**WRITTEN REQUEST**. Reproduce every record below exactly as it appears.

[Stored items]
────────────────────
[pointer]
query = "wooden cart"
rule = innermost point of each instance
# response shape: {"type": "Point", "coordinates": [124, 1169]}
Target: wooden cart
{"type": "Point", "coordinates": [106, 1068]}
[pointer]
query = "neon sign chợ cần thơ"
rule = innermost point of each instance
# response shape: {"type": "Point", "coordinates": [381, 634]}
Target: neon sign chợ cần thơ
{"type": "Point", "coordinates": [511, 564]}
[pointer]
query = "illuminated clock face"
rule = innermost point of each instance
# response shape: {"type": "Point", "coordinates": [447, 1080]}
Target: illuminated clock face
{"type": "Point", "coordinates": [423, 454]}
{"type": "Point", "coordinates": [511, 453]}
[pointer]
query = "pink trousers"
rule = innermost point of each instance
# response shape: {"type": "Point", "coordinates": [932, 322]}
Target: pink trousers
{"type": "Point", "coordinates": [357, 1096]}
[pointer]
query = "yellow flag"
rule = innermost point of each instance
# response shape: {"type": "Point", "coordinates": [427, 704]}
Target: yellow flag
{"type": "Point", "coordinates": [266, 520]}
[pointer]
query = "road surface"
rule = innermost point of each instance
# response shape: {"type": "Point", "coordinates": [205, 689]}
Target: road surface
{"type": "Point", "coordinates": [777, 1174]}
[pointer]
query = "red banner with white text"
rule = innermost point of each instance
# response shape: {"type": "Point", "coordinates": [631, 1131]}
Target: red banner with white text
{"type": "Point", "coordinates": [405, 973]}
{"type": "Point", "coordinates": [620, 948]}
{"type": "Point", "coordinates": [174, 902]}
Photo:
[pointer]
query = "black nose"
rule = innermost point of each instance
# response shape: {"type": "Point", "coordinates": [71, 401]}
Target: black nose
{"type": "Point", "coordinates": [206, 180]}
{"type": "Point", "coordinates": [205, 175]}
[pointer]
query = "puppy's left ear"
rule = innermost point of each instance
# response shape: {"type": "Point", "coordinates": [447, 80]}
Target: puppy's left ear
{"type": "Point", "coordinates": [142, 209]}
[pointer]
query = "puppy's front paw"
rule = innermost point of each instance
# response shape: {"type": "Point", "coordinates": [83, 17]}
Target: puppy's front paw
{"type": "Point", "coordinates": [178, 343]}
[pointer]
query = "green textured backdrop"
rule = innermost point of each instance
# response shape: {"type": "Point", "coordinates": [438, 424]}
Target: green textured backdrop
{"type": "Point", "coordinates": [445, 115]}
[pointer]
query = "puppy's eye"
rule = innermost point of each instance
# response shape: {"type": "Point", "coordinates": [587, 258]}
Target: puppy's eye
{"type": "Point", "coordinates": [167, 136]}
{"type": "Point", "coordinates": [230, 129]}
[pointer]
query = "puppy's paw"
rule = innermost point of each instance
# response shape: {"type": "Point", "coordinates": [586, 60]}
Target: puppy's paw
────────────────────
**IN RESPONSE**.
[pointer]
query = "wooden cart"
rule = innermost point of each instance
# response shape: {"type": "Point", "coordinates": [124, 1169]}
Target: wooden cart
{"type": "Point", "coordinates": [106, 1068]}
[pointer]
query = "neon sign chợ cần thơ"
rule = innermost point of each instance
# response shape: {"type": "Point", "coordinates": [381, 634]}
Target: neon sign chợ cần thơ
{"type": "Point", "coordinates": [511, 564]}
[pointer]
query = "illuminated clock face"
rule = innermost point of each instance
# response shape: {"type": "Point", "coordinates": [447, 1080]}
Target: illuminated clock face
{"type": "Point", "coordinates": [423, 454]}
{"type": "Point", "coordinates": [511, 453]}
[pointer]
query = "pink trousers"
rule = innermost point of each instance
# response shape: {"type": "Point", "coordinates": [932, 322]}
Target: pink trousers
{"type": "Point", "coordinates": [357, 1096]}
[pointer]
query = "yellow flag"
rule = innermost point of each instance
# response shape: {"type": "Point", "coordinates": [427, 704]}
Target: yellow flag
{"type": "Point", "coordinates": [266, 520]}
[pointer]
query = "road surface"
rule = innermost point of each instance
# response shape: {"type": "Point", "coordinates": [205, 689]}
Target: road surface
{"type": "Point", "coordinates": [777, 1174]}
[pointer]
query = "red banner with white text"
rule = innermost point of each instance
# response shape: {"type": "Point", "coordinates": [631, 1131]}
Target: red banner with white text
{"type": "Point", "coordinates": [405, 973]}
{"type": "Point", "coordinates": [620, 948]}
{"type": "Point", "coordinates": [174, 902]}
Photo:
[pointer]
query = "black nose"
rule = innermost point of each instance
# response shape: {"type": "Point", "coordinates": [71, 401]}
Target: black nose
{"type": "Point", "coordinates": [206, 180]}
{"type": "Point", "coordinates": [205, 175]}
[pointer]
query = "puppy's left ear"
rule = innermost point of each instance
# response shape: {"type": "Point", "coordinates": [447, 80]}
Target: puppy's left ear
{"type": "Point", "coordinates": [142, 209]}
[pointer]
query = "puppy's front paw"
rule = innermost point of each instance
# response shape: {"type": "Point", "coordinates": [83, 17]}
Target: puppy's front paw
{"type": "Point", "coordinates": [178, 343]}
[pointer]
query = "green textured backdrop"
rule = innermost point of each instance
# response shape: {"type": "Point", "coordinates": [438, 424]}
Target: green textured backdrop
{"type": "Point", "coordinates": [445, 115]}
[pointer]
query = "puppy's eye"
rule = innermost point of each instance
# response shape: {"type": "Point", "coordinates": [587, 258]}
Target: puppy's eye
{"type": "Point", "coordinates": [167, 136]}
{"type": "Point", "coordinates": [230, 129]}
[pointer]
query = "puppy's paw"
rule = innermost point of each instance
# response shape: {"type": "Point", "coordinates": [586, 60]}
Target: puppy's paw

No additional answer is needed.